Kaynak metin.
“İnsanlık, dinden uzaklaşsa bile; sarılacağı herhangi bir ideal, ona yine dinin varlığını haykıracaktır.”
İlahi dinler, insanların dünya ve öte dünya hayatlarında temel belirleyici hükümler olarak gündemdeki yerlerini belirlerken; bazı kişi ve grupların oluşturduğu ideoloji, siyaset ve sosyal kavramlar gibi sun’i dinler de, aynen kendi mensuplarının vazgeçilmezleri olarak hüküm sürmektedir.
Dini inanış ve yaşayış sistemi; peygamberler vasıtasıyla insanlığa yeni bir bakış ve anlayış getirerek, insanın gerçek özelliğini sürdürme yolunda çaba sarfederken; ideolojiler ve siyasi-iktisadi doktrinler, dinin yerine geçmek için ellerinden gelen gayreti gösteriyorlar. İlahi ve beşeri mücadele, insanlığın ilk döneminden itibaren görüldüğü gibi, bundan sonra da devam edecek sürekli bir mücadeleyi ortaya koyuyor.
İlahi dinler, insan ve toplumların bencilleşmesini, başkalarına zulmetmeyi ve menfaati için haksızlık etmeyi uygun görmezken; yeni din ve ideolojiler, insanın kendini tanrılaştırmasını, herşeye hakim olmasını ve başkalarını kendileri kul ve köle yapacak anlayışları öngörmektedir. Tek kelime dinler iyiliğe koşarken, diğer ideoloji ve sistemler, toplumlara baskı ve hakimiyeti hedef almaktadırlar.
Dinden uzaklaşma ve sapma:
Peki ne oldu da, her türlü samimiyet, adalet ve huzur hedefli dinlerin mensupları; insan tabiatına ve toplum huzuruna yönelmek yerine; insanlık dışı, ahlaka ve adalete aykırı hedeflerin peşinde koştular ve birçok yanlış ve sapıkça eylemlerin içinde oldular.
Bunun birinci sebebi; ilahi dinlerin insanlar tarafından gereğince anlaşılmamış ve niteliğine erememiş olmalarıdır. Samimiyet, dostuk, fedakarlık, adalet, merhamet gibi değerler; günümüzde tercih edilmeyen, gereksiz ve hatta insanları pasifize eden kavramlar olarak gösterilmektedir. Bunun sebebi, insanın kendini bilemeyip, gerçek hakikati yakalayamamış olması, ihtiras ve menfaatlerine alet olmalarıyla açıklanabilir. Dini ve onun yüce hedeflerini anlama ve iradesini bu yönde kullanabilme gücü, insanın yüce ve idealist anlayış ve düşünceleri ile mümkün olabilirken; insanların çoğu, böyle bir erdem ve kavrayış seviyesine ulaşamamaktadır.
İslam dünyası bile; Müslümanlığın geniş hayat felsefesini henüz anlayabilmiş değildir. Kulaktan dolma, dini grup veya yaşlıların bilgileriyle oluşan din anlayışı; bilgi ve düşünce ile yoğrulmadığı için, geleneksel seviyede kalmakta ve toplumları hareket ettirme gücünden mahrum bulunmaktadır.

Yapılacak işlemler.
1. Din ve ideolojiler üzerine yazıda “sun’i dinler” olarak hangileri sayılıyor?
2. Din ve ideolojiler üzerine yazıda “İslam dünyası bile;” diye başlayıp “gücünden mahrum bulunmaktadır.” sözlerine kadar uzanan bölümü kelimesi kelimesine aktarır mısın?

Nesne konumu işaretleme verileri
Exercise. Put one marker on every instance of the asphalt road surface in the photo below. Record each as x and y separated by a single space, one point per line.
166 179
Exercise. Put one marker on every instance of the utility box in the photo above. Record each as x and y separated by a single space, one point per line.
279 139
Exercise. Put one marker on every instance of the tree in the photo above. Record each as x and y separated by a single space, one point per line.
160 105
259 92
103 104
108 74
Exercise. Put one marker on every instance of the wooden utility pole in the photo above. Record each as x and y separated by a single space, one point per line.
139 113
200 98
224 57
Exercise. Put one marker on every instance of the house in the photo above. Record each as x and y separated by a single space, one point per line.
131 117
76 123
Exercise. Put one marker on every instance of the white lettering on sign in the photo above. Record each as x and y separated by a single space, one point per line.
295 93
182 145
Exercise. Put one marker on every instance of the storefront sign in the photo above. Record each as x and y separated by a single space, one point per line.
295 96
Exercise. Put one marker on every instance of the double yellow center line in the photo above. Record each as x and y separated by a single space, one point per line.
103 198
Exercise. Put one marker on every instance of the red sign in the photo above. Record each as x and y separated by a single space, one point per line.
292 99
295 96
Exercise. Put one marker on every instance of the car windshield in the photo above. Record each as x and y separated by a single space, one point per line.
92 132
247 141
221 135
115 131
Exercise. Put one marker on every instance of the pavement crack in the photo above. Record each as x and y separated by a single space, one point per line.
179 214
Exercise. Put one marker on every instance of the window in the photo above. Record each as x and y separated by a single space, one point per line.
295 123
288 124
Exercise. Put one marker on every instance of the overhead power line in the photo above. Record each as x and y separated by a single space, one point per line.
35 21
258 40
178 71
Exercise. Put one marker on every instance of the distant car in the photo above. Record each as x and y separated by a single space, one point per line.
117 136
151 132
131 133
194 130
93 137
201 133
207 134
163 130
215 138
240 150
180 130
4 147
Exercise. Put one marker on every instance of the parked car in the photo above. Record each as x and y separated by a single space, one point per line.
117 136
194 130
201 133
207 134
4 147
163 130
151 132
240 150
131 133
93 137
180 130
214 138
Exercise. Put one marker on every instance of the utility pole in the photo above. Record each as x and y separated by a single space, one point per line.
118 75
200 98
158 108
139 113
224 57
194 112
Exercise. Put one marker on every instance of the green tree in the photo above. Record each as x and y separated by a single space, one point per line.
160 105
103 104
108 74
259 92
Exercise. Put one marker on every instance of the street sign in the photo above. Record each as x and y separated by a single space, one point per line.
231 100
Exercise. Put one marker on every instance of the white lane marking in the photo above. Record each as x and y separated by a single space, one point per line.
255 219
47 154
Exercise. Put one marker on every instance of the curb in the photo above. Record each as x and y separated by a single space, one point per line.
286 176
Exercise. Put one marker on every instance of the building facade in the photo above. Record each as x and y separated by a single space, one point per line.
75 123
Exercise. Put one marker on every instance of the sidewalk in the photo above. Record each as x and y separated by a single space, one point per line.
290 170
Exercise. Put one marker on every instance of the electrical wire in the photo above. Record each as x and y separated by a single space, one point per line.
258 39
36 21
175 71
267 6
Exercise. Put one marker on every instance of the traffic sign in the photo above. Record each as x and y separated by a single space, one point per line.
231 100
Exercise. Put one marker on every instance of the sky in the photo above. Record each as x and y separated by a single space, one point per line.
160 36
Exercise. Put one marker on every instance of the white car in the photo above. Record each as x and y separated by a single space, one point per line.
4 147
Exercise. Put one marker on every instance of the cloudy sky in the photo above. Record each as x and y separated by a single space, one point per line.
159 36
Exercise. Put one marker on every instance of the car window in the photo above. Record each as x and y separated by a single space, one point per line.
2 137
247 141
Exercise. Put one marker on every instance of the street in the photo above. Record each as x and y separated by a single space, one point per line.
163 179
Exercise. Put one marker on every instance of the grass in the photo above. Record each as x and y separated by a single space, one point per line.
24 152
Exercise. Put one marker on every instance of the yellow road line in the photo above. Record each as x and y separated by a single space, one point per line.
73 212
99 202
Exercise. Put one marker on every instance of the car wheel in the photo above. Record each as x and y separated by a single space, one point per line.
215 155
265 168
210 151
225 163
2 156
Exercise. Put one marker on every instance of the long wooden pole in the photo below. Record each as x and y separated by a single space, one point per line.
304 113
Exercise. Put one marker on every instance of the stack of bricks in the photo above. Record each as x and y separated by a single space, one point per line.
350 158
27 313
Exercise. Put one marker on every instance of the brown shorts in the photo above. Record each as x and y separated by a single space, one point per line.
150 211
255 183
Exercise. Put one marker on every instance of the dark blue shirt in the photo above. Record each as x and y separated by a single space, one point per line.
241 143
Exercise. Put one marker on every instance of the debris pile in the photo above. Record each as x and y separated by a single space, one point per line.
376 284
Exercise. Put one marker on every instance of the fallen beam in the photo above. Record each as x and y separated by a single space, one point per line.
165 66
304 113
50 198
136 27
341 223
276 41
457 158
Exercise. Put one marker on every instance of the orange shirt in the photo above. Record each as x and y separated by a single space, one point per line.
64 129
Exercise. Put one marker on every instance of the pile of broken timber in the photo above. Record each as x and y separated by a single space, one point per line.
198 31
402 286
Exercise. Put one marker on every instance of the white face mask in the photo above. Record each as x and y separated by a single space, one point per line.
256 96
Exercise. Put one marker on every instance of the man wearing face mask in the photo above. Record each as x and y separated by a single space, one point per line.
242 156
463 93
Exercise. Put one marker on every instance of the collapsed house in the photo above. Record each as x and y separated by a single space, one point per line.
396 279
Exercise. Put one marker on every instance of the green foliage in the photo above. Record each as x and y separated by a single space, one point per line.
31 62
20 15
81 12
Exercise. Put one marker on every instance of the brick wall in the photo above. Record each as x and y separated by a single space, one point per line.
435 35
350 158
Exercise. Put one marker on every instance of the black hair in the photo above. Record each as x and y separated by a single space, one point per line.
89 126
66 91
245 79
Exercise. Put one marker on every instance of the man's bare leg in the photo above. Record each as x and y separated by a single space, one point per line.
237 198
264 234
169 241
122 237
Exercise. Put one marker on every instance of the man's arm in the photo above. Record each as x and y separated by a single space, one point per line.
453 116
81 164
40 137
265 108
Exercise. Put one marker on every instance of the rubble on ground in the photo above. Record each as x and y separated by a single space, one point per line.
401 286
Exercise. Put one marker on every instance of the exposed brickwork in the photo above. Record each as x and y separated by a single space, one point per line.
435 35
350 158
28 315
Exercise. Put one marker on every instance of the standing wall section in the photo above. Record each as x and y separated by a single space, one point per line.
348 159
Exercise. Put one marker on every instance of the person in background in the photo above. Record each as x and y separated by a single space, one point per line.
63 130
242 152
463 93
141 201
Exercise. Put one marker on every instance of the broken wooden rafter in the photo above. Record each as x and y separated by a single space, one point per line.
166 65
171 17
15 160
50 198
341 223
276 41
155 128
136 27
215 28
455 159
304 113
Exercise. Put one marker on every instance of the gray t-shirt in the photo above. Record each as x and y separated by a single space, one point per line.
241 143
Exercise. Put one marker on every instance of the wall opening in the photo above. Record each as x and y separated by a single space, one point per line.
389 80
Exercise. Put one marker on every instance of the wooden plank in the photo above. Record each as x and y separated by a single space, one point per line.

Görev yanıtları.
1. İdeoloji, siyaset ve sosyal kavramlar.

2.
İslam dünyası bile; Müslümanlığın geniş hayat felsefesini henüz anlayabilmiş değildir. Kulaktan dolma, dini grup veya yaşlıların bilgileriyle oluşan din anlayışı; bilgi ve düşünce ile yoğrulmadığı için, geleneksel seviyede kalmakta ve toplumları hareket ettirme gücünden mahrum bulunmaktadır.